[Requirements]
A) Answer these from the common table expressions page:
(i) Does a CTE store data, and if not, what does it do with data?
(ii) Which database supports both recursive and non-recursive CTEs?
(iii) Which clause defines a common table expression?
B) List every scenario for using CTEs that the common table expressions page gives.
C) Pick up the page on common table expressions after its last line and continue it.
___ Extract
Common table expressions|V4.2.2| docs|Distributed Database

Common table expressions

Last Updated：2025-12-02 02:50:56 Updated

A common table expression (CTE) is a temporary result set that is used only within the statement that defines it. A CTE does not actually store data but calculates and returns data during the execution of a query. Unlike derived tables, CTEs can be self-referential and can be referenced multiple times in the same query.

Scenarios:

CTEs can reuse the same subquery multiple times without rewriting the same logic multiple times.
CTEs can simplify recursive queries, such as those used to query hierarchical data.
CTEs can break complex queries into smaller parts to simplify the query logic.

OceanBase Database supports both recursive and non-recursive CTEs.

CTE syntax

A common table expression is an optional part of the DML statement syntax. It is defined by using the WITH clause. Multiple WITH clauses can be separated with commas. Each WITH clause contains a subquery that generates a result set and associates the result set with a name. The syntax is as follows:

 WITH [RECURSIVE]
      cte_name [(column_name [, column_name] ...)] AS (subquery)
      [, cte_name [(column_name [, column_name] ...)] AS (subquery)] ...
______
___ Given information
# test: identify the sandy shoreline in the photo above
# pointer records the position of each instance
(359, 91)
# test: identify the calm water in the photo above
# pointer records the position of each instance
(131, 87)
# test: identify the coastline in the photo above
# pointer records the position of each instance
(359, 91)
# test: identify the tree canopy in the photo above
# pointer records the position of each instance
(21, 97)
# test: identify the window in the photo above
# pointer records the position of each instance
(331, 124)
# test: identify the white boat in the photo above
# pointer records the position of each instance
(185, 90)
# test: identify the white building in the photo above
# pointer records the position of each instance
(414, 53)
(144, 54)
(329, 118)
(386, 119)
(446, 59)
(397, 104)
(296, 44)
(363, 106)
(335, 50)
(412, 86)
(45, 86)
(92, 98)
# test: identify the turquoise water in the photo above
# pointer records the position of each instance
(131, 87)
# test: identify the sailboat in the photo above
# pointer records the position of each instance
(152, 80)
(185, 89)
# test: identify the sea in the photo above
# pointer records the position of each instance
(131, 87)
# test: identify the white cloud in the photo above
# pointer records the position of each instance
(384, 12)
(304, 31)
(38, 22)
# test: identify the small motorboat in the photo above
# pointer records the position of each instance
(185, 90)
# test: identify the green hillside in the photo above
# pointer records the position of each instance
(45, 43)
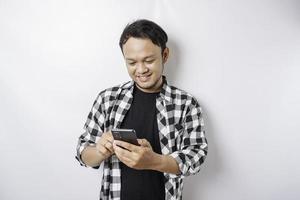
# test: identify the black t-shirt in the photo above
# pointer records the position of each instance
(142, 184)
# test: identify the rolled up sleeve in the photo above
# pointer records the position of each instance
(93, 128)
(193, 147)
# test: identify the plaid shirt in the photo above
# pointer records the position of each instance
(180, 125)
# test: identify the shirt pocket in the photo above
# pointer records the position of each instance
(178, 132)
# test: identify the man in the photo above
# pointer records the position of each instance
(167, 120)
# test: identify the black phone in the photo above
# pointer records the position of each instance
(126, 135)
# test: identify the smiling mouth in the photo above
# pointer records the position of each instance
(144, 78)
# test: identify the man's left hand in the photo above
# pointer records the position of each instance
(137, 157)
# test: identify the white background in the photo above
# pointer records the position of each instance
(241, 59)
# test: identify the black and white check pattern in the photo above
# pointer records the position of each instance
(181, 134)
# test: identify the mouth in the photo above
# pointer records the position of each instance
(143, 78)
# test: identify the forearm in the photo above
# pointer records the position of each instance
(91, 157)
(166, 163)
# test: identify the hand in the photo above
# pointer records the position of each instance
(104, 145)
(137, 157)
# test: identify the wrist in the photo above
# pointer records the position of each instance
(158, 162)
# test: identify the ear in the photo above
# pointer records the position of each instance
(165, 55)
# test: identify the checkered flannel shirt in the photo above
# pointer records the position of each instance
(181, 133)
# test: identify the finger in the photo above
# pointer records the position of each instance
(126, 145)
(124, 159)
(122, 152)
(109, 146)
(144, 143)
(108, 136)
______
___ Given information
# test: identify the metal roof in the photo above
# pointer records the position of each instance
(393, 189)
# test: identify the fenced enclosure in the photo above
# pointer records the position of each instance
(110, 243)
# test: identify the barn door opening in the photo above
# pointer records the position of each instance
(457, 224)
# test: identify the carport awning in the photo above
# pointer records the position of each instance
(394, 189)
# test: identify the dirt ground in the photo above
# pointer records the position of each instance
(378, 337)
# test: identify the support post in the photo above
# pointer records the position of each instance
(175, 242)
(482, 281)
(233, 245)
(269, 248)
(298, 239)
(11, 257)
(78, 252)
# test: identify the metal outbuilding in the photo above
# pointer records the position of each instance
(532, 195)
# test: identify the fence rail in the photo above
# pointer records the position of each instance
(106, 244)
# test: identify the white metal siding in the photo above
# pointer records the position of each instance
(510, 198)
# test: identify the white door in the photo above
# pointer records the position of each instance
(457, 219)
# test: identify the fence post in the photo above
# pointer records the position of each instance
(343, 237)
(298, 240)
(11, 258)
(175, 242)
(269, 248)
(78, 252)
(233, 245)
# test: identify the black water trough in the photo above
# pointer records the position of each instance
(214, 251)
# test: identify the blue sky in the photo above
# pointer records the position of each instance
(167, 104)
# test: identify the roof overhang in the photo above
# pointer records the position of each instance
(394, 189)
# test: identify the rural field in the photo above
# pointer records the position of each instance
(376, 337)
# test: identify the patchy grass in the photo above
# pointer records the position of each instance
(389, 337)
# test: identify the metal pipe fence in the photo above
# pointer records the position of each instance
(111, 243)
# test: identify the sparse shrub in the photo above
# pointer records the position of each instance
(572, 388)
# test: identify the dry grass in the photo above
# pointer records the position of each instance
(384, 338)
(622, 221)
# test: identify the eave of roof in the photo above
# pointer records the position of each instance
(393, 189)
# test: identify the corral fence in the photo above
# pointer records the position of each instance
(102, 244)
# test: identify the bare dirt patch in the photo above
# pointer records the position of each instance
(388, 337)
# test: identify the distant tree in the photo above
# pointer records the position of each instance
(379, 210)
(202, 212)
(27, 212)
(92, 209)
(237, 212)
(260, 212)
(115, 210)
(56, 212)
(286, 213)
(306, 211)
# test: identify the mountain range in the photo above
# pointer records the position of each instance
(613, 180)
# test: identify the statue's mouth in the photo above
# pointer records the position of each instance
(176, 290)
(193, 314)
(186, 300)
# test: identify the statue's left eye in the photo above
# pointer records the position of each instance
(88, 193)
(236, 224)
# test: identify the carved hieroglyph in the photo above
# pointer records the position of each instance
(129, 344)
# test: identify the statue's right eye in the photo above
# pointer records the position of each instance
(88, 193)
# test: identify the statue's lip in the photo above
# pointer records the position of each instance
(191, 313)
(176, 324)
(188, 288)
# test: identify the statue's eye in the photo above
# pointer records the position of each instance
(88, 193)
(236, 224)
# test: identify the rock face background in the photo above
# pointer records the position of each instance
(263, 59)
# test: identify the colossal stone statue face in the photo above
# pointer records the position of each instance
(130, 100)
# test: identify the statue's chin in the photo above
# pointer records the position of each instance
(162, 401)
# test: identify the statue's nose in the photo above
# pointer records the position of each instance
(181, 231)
______
___ Given information
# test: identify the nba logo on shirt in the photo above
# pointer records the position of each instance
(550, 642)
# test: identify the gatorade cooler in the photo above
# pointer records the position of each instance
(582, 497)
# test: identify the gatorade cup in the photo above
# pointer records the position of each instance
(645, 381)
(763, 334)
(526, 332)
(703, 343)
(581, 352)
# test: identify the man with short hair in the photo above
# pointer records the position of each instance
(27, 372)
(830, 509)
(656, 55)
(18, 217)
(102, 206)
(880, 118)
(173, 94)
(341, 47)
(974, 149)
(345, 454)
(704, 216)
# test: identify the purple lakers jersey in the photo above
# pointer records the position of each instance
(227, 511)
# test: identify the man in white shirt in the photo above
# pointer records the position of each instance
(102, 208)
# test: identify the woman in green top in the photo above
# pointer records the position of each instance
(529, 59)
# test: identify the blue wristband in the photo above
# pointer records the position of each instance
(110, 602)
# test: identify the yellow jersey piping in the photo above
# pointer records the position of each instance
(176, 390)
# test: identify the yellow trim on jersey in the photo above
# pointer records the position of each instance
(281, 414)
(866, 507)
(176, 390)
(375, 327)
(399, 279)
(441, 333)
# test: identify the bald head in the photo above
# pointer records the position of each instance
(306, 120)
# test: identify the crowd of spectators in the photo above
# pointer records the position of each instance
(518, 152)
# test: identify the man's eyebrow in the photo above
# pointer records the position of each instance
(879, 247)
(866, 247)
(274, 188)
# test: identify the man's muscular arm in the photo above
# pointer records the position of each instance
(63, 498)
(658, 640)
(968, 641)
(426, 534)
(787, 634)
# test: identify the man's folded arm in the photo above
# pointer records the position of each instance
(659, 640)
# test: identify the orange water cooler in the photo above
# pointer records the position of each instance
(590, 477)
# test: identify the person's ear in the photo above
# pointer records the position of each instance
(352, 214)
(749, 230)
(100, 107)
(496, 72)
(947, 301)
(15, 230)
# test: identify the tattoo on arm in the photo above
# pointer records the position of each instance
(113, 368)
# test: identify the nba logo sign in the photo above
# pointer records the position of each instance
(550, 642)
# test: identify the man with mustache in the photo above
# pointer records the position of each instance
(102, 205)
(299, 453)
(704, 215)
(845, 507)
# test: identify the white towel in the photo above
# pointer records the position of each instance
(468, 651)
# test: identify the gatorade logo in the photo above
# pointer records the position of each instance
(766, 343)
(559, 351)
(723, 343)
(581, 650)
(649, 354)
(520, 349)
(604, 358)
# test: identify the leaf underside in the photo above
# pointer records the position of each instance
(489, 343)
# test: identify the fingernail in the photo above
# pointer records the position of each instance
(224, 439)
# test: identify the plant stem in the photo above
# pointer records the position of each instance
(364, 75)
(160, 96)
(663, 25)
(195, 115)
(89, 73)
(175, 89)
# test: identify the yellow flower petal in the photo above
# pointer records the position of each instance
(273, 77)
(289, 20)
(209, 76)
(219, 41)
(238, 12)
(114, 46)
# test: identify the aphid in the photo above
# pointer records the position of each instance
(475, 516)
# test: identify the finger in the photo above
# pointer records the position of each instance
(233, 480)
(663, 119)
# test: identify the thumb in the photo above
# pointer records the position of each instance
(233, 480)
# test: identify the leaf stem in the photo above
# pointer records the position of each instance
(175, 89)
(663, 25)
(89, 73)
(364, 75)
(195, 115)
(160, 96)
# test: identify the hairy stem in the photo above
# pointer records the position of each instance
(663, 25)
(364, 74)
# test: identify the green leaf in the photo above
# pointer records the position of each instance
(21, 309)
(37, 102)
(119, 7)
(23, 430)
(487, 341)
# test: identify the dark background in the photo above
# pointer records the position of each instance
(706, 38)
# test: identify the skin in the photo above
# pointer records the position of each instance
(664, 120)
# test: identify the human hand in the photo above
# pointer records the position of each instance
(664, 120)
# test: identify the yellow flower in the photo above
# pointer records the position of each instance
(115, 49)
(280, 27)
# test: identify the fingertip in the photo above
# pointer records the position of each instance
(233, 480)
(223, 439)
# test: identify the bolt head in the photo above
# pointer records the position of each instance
______
[Set of answers]
A)
(i) No. A CTE does not actually store data. It calculates and returns data during the execution of a query.
(ii) OceanBase Database.
(iii) The WITH clause.

B)
- Reusing the same subquery multiple times without rewriting the same logic multiple times.
- Simplifying recursive queries, such as those used to query hierarchical data.
- Breaking complex queries into smaller parts to simplify the query logic.

C)
Arguments

Argument	Description
`[RECURSIVE]`	The keyword to specify whether to create a recursive CTE. Recursive CTE: The `RECURSIVE` keyword is specified. A recursive common table expression (CTE) is an expression where a CTE references itself. It is used to process data that has a recursive structure, such as tree structures and graphs. A recursive CTE includes an initial query (starting condition) in its definition and recursively operates on the result of the initial query until the stopping condition is met. Non-recursive CTE: The `RECURSIVE` keyword is not specified. A non-recursive CTE is used to generate a one-time temporary result set that does not involve recursion.
`cte_name`	The name of the CTE, which can be referenced by tables in the WITH clause.
`column_name`	The selected column names that are used to alias the columns in the CTE. This enables the use of more readable column names in the main query.
`AS(subquery)`	The subquery that is used to generate the result set of the CTE. The AS keyword must be followed by a pair of parentheses.

If the CTE name is followed by a pair of parentheses containing a name list, the names in the parentheses are column names. The number of column names must be the same as the number of columns in the SELECT statement of the CTE. If no column names are specified, the column names in the first SELECT list of the AS(subquery) part are used.

Scenarios where the WITH clause can be used

You can use the WITH clause in the following scenarios:

At the beginning of a SELECT statement.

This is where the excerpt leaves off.